Return the data that follows exactly. Include every line.

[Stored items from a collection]

---*---

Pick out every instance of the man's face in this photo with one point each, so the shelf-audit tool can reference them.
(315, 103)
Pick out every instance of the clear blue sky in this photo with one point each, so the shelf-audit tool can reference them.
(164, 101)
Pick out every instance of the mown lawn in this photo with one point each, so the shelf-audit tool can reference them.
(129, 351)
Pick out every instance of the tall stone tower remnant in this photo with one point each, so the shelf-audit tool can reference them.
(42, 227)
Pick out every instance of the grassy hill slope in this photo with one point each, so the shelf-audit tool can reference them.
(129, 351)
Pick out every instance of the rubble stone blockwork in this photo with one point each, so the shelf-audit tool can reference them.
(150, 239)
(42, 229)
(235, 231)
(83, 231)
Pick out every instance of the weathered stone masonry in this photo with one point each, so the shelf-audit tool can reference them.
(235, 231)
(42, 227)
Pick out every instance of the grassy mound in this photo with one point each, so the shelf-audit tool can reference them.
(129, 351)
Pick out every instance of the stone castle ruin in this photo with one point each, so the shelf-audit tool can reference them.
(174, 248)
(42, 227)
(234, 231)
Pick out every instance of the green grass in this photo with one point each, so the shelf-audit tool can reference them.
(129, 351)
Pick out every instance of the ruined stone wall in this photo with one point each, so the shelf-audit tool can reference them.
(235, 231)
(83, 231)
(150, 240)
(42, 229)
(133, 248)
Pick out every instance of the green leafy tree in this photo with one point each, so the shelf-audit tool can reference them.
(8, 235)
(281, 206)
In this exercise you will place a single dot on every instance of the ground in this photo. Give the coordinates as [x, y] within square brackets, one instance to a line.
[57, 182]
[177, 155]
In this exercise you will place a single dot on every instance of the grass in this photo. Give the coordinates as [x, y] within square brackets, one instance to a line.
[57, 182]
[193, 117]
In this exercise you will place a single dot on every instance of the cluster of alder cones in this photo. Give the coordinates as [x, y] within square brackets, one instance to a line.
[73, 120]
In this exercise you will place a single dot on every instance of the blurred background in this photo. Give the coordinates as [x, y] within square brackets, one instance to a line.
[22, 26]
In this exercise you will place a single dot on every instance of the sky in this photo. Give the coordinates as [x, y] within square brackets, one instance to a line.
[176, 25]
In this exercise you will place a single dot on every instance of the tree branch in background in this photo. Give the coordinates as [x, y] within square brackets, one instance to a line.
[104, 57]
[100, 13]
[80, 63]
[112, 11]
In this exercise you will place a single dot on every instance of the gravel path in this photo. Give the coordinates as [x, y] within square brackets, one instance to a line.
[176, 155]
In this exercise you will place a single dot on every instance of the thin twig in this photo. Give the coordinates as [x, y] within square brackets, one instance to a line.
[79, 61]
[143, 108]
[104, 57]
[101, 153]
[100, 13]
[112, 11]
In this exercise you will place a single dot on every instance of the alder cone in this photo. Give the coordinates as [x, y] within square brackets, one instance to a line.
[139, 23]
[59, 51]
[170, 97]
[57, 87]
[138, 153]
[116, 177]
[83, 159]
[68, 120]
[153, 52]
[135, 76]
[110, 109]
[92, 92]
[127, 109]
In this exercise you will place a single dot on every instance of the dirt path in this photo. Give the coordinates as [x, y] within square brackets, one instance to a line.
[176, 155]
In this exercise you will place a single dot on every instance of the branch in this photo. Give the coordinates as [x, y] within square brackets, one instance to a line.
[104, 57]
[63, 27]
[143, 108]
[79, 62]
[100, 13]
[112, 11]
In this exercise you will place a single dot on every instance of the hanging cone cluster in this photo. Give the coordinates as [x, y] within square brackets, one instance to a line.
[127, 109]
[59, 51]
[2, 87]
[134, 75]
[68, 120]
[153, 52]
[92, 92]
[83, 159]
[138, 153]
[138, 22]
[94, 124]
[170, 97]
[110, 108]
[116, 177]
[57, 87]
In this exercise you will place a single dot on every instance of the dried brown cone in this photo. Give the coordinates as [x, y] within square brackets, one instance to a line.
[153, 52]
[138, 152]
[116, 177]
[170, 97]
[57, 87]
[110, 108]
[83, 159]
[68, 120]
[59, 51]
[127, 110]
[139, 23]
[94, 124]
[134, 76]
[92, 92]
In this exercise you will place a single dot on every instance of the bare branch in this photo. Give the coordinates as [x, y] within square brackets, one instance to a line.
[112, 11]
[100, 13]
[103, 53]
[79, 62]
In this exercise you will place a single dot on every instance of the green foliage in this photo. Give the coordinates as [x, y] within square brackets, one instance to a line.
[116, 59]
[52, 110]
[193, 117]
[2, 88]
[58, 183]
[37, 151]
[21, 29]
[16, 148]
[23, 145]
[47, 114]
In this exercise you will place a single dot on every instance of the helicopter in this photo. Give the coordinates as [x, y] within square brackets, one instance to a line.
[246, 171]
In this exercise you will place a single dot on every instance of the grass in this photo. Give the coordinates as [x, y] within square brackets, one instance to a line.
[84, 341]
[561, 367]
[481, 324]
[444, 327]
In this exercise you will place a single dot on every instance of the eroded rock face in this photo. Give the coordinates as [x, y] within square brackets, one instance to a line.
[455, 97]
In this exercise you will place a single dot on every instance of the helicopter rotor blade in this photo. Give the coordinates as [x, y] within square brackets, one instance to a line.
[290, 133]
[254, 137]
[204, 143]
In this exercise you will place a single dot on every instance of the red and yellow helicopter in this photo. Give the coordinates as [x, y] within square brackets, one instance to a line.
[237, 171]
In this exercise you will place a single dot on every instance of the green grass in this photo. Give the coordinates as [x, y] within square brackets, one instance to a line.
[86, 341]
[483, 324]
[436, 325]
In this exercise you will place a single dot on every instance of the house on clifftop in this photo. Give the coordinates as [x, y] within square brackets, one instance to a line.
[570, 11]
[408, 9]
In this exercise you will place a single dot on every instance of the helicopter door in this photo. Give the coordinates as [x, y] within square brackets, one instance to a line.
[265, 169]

---*---

EXERCISE SOLUTION
Pick out every instance of the man's face in this photo with one point each, so the shelf-audit tool can reference them.
(315, 103)
Pick out every instance of the clear blue sky in this photo with one point each, so the shelf-audit tool can reference them.
(164, 101)
Pick out every instance of the mown lawn in this photo with one point each, so the shelf-audit tool can reference them.
(129, 351)
Pick out every instance of the tall stone tower remnant in this photo with one point each, so the shelf-audit tool can reference them.
(42, 227)
Pick out every instance of the grassy hill slope in this photo with one point each, so the shelf-audit tool can reference them.
(129, 351)
Pick out every instance of the rubble stone blockwork in this photo with one point each, so the shelf-audit tool can reference them.
(150, 239)
(42, 229)
(235, 231)
(83, 231)
Pick out every instance of the weathered stone masonry in this photo with one point each, so the shelf-audit tool can reference them.
(235, 231)
(42, 227)
Pick out every instance of the grassy mound in this photo with one point each, so the shelf-audit tool can reference them.
(129, 351)
Pick out every instance of the stone castle ruin in this photo with one point each, so the shelf-audit tool can reference them.
(174, 248)
(42, 227)
(234, 231)
Pick out every instance of the green grass in this photo with one point each, so the shelf-audit tool can reference them.
(129, 351)
Pick out every instance of the ruined stone wall in this photo with one point each, so the shelf-audit tool can reference them.
(235, 231)
(83, 231)
(150, 240)
(42, 229)
(133, 248)
Pick out every instance of the green leafy tree in this photo with one point each, so the shelf-audit tool can reference them.
(8, 235)
(281, 206)
In this exercise you will place a single dot on every instance of the ground in this photo. Give the coordinates as [x, y] within square brackets, one instance to a line.
[57, 182]
[177, 155]
In this exercise you will place a single dot on every instance of the grass in this photo. Give the coordinates as [x, y] within square brackets, one instance to a line.
[57, 182]
[193, 117]
In this exercise you will place a single dot on every instance of the cluster of alder cones in this photo. Give the coordinates as [x, y] within square brackets, one instance to a line.
[73, 120]
In this exercise you will place a single dot on every instance of the blurred background in this photo. Give the coordinates as [x, y] within square brackets, one instance to a line.
[22, 26]
In this exercise you will place a single dot on every instance of the sky in this photo. Give the coordinates as [x, y] within square brackets, one instance to a line.
[176, 25]
In this exercise you will place a single dot on every instance of the tree branch in background in this photo. Give the coordinates as [x, y] within square brackets, one instance to a line.
[104, 57]
[100, 13]
[80, 63]
[112, 11]
In this exercise you will place a single dot on every instance of the gravel path in this photo. Give the coordinates as [x, y] within square brackets, one instance to a line.
[176, 155]
In this exercise you will place a single dot on every instance of the thin twig in this photo. Give the coordinates as [x, y] within square brackets, one instance to a line.
[79, 61]
[143, 108]
[104, 57]
[101, 153]
[100, 13]
[112, 11]
In this exercise you will place a single dot on every instance of the alder cone in this photo. Give the coordinates as [x, y] within square brackets, one instance to a line.
[139, 23]
[59, 51]
[170, 97]
[57, 87]
[138, 153]
[116, 177]
[83, 159]
[68, 120]
[153, 52]
[135, 76]
[110, 109]
[92, 92]
[127, 109]
In this exercise you will place a single dot on every instance of the dirt path in this photo. Give the coordinates as [x, y] within square brackets, one instance to a line.
[176, 155]
In this exercise you will place a single dot on every instance of the branch in this photo. Give the coordinates as [x, y] within square brackets, one instance to a line.
[104, 57]
[63, 27]
[143, 108]
[79, 62]
[100, 13]
[112, 11]
In this exercise you will place a single dot on every instance of the hanging cone cluster in this photo. Give the coordinates as [x, y] within square brackets, one instance to a line.
[127, 109]
[59, 51]
[2, 87]
[134, 75]
[68, 120]
[153, 52]
[92, 92]
[83, 159]
[138, 153]
[138, 22]
[94, 124]
[170, 97]
[110, 108]
[116, 177]
[57, 87]
In this exercise you will place a single dot on every instance of the dried brown cone in this photo. Give the coordinates as [x, y] within square brackets, one instance to a line.
[153, 52]
[138, 152]
[116, 177]
[170, 97]
[57, 87]
[110, 108]
[83, 159]
[68, 120]
[59, 51]
[127, 110]
[139, 23]
[94, 124]
[134, 76]
[92, 92]
In this exercise you will place a single dot on every instance of the bare branch in this photo. Give the coordinates as [x, y] within square brackets, one instance to a line.
[112, 11]
[100, 13]
[103, 53]
[79, 62]
In this exercise you will place a single dot on every instance of the green foliage in this photo. Give the coordinates as [x, y] within square brackets, one instance to a line.
[116, 59]
[52, 110]
[193, 117]
[2, 88]
[58, 183]
[37, 151]
[21, 29]
[16, 148]
[23, 145]
[47, 114]
In this exercise you will place a single dot on every instance of the helicopter in this photo. Give the coordinates as [x, y] within square brackets, one instance to a line.
[246, 171]
In this exercise you will place a single dot on every instance of the grass in this photo. Give the coordinates as [x, y] within square brackets, one instance to a line.
[84, 341]
[561, 367]
[481, 324]
[444, 327]
In this exercise you will place a single dot on every instance of the eroded rock face in this photo. Give the coordinates as [x, y] within square brackets, one instance to a line.
[455, 97]
In this exercise you will place a single dot on every instance of the helicopter rotor blade in this photo. Give the coordinates as [x, y] within square brackets, one instance to a line.
[290, 133]
[254, 137]
[204, 143]
In this exercise you will place a single dot on every instance of the red and yellow helicopter in this photo. Give the coordinates as [x, y] within square brackets, one instance to a line.
[237, 171]
In this exercise you will place a single dot on every instance of the green grass in this photo. Give the coordinates as [x, y] within square brackets, one instance to a line.
[86, 341]
[483, 324]
[436, 325]
In this exercise you will place a single dot on every instance of the house on clifftop in this photo. Give the coordinates as [x, y] within square brackets, one instance to a line.
[570, 11]
[408, 9]
In this exercise you will place a single dot on every instance of the helicopter door in this photo. Give the coordinates as [x, y] within square brackets, one instance to a line.
[265, 169]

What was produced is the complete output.